§ TASK DETAILS: Copy the items from the start through the line containing "x=657 y=467", changing "sample" to "template" and leaving everything else unchanged.

§ INPUT DATA:

## START

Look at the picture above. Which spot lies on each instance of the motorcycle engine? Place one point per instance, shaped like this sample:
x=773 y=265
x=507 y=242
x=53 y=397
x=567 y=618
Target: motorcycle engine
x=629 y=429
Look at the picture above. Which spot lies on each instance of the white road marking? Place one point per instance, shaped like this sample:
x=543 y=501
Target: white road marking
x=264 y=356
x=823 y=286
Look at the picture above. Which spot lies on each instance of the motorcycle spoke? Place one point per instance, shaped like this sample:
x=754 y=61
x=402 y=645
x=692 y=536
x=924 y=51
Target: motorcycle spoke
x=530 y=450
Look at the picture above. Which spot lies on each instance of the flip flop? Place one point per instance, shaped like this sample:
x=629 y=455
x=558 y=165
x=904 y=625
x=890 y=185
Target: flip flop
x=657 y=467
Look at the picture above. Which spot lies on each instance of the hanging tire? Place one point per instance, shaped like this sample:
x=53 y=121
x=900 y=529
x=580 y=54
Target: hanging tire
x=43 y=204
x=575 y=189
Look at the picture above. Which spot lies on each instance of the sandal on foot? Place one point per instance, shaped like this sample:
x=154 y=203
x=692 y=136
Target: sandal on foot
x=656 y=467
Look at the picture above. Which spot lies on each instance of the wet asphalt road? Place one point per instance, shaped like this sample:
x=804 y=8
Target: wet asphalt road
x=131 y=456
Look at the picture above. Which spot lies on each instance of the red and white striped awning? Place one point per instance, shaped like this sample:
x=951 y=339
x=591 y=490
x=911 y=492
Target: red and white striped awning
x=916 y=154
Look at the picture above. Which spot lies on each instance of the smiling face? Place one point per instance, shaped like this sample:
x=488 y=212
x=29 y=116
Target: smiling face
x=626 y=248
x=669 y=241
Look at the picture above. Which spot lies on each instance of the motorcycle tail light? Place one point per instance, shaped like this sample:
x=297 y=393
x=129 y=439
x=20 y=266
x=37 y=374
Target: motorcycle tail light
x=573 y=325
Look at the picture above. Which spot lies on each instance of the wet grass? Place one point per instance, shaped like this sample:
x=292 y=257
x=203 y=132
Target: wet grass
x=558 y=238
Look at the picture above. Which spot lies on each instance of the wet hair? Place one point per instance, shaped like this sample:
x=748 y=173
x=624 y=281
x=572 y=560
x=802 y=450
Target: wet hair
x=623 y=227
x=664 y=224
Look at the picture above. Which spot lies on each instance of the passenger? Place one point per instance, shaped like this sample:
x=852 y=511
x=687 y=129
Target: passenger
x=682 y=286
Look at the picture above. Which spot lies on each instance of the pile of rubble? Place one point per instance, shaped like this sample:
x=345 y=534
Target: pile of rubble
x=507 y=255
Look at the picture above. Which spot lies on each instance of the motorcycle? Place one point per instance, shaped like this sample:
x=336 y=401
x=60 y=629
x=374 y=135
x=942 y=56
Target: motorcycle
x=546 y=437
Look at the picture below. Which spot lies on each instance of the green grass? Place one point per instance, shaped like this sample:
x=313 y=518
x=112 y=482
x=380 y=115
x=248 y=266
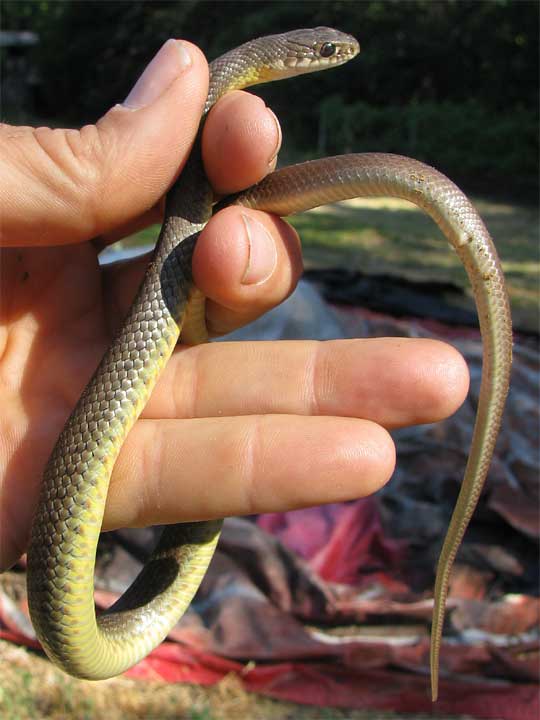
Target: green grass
x=394 y=237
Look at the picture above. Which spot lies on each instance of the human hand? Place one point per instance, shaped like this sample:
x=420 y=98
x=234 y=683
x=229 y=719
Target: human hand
x=231 y=428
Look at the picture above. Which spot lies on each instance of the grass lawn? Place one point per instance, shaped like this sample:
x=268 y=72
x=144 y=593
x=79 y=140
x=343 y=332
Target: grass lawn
x=392 y=236
x=31 y=688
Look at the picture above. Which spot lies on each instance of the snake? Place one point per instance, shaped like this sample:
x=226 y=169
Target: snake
x=167 y=306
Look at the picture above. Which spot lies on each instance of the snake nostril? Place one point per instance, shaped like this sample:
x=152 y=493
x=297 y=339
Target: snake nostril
x=327 y=49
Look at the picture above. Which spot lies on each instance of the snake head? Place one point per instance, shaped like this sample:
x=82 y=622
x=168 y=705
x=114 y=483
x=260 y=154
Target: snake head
x=279 y=56
x=302 y=51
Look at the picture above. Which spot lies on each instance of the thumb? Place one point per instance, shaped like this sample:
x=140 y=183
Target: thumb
x=64 y=186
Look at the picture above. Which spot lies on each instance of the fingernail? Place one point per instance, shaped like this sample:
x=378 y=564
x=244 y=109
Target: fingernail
x=272 y=161
x=262 y=254
x=172 y=59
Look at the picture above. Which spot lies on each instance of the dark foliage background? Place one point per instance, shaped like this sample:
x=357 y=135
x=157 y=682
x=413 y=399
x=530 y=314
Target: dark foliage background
x=451 y=82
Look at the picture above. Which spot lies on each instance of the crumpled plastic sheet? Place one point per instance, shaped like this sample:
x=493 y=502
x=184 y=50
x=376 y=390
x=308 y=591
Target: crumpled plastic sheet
x=332 y=605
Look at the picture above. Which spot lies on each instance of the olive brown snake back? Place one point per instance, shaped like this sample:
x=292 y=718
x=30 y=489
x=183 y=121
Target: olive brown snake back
x=68 y=519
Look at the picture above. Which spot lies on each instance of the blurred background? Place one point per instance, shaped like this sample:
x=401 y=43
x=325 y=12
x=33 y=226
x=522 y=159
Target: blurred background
x=453 y=83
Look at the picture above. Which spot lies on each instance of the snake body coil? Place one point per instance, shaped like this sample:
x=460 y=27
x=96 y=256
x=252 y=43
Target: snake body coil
x=65 y=532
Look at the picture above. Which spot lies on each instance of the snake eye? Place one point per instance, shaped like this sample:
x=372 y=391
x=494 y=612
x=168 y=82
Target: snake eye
x=328 y=49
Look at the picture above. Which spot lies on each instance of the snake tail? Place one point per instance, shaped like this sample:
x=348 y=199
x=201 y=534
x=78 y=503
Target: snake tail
x=311 y=184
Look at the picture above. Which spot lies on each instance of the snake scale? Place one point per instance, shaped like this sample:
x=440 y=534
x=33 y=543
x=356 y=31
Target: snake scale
x=68 y=519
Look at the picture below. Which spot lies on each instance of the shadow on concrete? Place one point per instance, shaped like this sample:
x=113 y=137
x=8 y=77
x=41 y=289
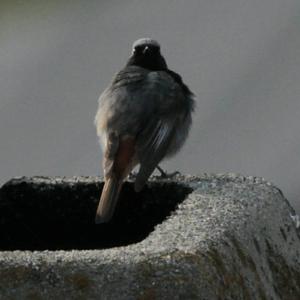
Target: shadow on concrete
x=61 y=216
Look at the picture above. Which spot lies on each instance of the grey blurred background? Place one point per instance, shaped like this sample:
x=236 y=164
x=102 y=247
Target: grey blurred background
x=240 y=57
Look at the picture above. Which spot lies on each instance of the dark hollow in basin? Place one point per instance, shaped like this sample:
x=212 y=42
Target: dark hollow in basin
x=38 y=215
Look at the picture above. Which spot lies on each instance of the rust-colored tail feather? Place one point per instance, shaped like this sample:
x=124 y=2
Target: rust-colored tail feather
x=108 y=200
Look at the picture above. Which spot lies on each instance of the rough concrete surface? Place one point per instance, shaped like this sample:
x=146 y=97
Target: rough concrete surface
x=219 y=236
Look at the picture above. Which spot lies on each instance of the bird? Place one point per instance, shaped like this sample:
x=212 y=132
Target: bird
x=143 y=117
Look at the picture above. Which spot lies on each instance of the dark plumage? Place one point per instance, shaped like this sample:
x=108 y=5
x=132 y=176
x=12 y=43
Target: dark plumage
x=144 y=116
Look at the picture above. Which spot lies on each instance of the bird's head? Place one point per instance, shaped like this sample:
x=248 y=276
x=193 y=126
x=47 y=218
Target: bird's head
x=146 y=54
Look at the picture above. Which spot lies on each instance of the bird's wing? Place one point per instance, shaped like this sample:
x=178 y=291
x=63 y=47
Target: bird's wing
x=154 y=141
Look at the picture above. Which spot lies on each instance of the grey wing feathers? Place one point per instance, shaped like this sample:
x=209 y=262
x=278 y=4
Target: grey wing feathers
x=154 y=149
x=167 y=130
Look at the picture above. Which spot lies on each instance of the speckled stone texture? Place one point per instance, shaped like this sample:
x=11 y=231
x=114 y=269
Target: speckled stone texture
x=209 y=237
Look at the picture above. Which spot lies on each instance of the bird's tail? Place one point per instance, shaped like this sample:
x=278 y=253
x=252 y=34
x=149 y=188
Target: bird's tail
x=108 y=200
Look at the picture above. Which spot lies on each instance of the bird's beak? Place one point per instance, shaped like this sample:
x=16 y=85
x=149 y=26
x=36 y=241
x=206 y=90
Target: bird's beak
x=145 y=49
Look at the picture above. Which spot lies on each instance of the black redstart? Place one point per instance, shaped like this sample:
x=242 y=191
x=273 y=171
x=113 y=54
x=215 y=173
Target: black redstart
x=144 y=115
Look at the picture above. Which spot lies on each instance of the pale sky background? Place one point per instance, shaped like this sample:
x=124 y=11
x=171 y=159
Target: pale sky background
x=240 y=57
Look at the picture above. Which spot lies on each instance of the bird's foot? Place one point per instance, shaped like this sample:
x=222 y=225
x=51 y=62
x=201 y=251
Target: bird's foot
x=166 y=175
x=132 y=175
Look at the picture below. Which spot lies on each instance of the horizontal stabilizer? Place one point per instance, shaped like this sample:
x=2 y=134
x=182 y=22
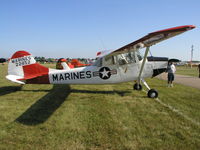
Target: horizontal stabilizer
x=14 y=78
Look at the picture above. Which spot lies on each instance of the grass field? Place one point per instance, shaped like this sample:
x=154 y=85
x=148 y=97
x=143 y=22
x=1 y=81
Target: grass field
x=186 y=70
x=98 y=117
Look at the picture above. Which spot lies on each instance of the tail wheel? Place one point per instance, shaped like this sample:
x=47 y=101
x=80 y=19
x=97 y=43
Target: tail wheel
x=137 y=87
x=152 y=93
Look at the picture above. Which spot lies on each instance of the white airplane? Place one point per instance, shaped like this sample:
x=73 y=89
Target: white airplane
x=122 y=65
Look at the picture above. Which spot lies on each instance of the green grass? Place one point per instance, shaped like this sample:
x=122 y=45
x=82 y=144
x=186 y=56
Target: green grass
x=97 y=117
x=187 y=70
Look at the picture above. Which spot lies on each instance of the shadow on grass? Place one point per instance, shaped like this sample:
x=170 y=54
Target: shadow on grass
x=9 y=89
x=40 y=111
x=121 y=93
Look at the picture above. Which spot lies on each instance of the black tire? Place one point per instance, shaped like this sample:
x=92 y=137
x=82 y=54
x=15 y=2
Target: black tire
x=137 y=87
x=152 y=93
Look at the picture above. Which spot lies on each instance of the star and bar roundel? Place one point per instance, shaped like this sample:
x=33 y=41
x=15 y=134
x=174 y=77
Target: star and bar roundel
x=105 y=73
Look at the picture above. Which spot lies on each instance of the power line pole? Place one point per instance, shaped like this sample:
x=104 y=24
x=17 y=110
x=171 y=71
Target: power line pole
x=192 y=49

## END

§ REPLY TO THE TASK:
Look at the picture above. Which spot lies on each instance of the motorcycle engine? Place one point per instance, shaped like this template:
x=773 y=265
x=507 y=242
x=53 y=397
x=567 y=618
Target: motorcycle engine
x=629 y=429
Look at the picture above. Which spot lies on each instance of the white road marking? Place one point per instance, shaped like this template:
x=543 y=501
Target: white road marking
x=264 y=356
x=823 y=286
Look at the picture above. Which spot lies on each instance of the motorcycle spoke? Place one point per instance, shaped like this template:
x=754 y=61
x=402 y=645
x=692 y=536
x=924 y=51
Target: motorcycle spoke
x=530 y=450
Look at the picture above. Which spot lies on each instance of the flip flop? Place one point per instance, shaped like this template:
x=629 y=455
x=558 y=165
x=904 y=625
x=890 y=185
Target: flip flop
x=657 y=467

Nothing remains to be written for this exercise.